--- START RECORD EXTRACTS ---

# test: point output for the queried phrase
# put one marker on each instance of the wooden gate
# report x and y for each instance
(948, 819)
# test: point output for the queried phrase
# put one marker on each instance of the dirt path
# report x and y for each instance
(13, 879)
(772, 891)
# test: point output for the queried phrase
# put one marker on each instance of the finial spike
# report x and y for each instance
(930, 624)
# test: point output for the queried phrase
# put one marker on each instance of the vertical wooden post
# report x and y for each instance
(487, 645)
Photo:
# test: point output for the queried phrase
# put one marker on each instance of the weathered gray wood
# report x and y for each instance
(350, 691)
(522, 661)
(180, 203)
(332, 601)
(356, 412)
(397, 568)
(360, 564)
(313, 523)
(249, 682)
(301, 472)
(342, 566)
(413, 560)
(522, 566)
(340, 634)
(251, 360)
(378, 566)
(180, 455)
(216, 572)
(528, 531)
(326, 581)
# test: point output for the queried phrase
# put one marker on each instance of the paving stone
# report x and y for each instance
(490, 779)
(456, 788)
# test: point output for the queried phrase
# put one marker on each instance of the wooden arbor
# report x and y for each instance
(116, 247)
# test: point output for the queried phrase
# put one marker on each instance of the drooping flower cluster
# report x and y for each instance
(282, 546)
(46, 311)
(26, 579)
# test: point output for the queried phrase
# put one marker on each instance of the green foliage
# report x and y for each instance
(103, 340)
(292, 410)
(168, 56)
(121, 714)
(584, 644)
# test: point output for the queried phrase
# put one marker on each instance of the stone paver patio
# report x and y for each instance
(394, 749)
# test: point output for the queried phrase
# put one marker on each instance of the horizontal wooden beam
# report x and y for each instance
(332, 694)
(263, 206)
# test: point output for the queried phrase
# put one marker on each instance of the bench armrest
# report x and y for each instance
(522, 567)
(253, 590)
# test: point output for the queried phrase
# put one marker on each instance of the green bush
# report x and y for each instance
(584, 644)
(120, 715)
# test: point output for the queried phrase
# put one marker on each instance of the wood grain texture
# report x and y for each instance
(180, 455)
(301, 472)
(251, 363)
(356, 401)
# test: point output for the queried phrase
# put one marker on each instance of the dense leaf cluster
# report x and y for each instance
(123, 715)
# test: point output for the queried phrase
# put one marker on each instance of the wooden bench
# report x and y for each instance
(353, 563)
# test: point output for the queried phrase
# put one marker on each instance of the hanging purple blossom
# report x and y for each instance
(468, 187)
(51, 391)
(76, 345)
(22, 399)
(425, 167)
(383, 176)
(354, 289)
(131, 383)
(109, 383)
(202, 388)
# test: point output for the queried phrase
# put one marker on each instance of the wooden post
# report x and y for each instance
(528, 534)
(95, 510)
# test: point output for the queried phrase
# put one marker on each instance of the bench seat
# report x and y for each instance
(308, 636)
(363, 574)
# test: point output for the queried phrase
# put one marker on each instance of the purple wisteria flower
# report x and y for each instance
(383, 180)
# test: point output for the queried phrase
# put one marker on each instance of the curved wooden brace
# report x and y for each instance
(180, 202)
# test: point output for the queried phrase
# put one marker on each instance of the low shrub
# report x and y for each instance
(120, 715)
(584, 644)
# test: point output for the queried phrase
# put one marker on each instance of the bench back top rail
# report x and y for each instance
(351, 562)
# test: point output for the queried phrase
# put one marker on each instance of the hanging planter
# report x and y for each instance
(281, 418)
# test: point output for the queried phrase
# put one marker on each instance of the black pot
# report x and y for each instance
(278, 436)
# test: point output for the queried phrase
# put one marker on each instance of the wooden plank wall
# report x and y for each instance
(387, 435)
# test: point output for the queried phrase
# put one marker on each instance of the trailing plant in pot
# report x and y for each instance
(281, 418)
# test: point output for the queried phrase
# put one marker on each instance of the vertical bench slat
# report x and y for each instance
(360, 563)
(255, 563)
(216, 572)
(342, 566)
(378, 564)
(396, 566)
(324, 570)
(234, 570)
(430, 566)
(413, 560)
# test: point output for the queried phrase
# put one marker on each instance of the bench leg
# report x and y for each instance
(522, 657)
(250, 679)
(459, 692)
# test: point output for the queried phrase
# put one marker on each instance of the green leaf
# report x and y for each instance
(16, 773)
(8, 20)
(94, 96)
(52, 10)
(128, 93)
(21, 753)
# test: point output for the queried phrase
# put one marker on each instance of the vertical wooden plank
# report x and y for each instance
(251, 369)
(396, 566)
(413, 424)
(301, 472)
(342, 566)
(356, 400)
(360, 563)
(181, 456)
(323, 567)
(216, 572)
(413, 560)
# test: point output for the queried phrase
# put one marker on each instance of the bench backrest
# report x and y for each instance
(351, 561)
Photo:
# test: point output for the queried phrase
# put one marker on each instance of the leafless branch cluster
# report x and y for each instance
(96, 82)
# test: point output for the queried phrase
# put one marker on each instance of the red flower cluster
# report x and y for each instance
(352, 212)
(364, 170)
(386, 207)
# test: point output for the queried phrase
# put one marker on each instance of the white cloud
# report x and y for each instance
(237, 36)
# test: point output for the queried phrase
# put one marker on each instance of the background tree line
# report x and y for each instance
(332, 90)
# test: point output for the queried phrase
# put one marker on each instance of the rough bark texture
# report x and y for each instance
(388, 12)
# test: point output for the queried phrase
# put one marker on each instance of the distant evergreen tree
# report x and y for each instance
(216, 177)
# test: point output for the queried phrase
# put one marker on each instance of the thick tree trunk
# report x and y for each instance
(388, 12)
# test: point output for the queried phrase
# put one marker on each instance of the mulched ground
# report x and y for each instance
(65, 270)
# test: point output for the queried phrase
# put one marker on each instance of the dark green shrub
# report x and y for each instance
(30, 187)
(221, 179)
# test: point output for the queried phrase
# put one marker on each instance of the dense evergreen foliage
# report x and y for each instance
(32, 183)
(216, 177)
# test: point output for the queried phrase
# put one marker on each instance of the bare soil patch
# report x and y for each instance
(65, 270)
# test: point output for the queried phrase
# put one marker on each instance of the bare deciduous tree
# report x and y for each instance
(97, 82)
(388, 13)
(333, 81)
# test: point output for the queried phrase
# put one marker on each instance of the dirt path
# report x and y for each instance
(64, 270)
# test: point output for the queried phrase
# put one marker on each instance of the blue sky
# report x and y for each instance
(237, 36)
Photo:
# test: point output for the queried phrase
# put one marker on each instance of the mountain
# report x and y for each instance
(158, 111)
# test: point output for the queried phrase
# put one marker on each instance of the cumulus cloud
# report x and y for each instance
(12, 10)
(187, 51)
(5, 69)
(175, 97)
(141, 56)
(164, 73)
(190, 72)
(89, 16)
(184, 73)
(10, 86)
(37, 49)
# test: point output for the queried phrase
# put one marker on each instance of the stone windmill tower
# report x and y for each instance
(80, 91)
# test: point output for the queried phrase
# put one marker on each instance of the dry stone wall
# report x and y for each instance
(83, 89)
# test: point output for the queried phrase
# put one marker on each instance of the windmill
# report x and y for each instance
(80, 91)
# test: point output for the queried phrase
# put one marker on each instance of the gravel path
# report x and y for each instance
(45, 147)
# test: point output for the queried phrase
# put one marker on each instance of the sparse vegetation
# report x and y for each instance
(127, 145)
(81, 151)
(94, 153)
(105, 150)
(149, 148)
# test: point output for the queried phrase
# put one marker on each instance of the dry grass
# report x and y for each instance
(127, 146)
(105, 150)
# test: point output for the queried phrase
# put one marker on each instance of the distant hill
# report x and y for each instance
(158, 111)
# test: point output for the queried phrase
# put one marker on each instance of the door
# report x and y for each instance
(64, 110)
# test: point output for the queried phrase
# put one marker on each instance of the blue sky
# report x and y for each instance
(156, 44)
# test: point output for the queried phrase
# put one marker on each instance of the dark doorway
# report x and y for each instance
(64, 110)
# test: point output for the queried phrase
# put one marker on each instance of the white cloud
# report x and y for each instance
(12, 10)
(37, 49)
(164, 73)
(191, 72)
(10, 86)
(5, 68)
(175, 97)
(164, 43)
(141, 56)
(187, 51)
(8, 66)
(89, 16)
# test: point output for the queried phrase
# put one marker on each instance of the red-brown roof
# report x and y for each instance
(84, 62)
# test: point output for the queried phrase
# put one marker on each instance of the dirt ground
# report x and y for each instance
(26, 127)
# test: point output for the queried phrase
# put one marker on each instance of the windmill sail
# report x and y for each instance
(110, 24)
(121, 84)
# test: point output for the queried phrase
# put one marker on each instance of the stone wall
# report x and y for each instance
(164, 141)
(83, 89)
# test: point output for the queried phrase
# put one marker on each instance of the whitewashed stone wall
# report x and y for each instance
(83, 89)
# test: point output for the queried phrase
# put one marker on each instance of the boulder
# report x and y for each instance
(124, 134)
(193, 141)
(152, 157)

--- END RECORD EXTRACTS ---

Gather every line of the material above that contains the word "foliage", matching case exactly, and copy each such line.

# put one marker on each instance of the green foliage
# put one marker on each instance of the dense evergreen foliage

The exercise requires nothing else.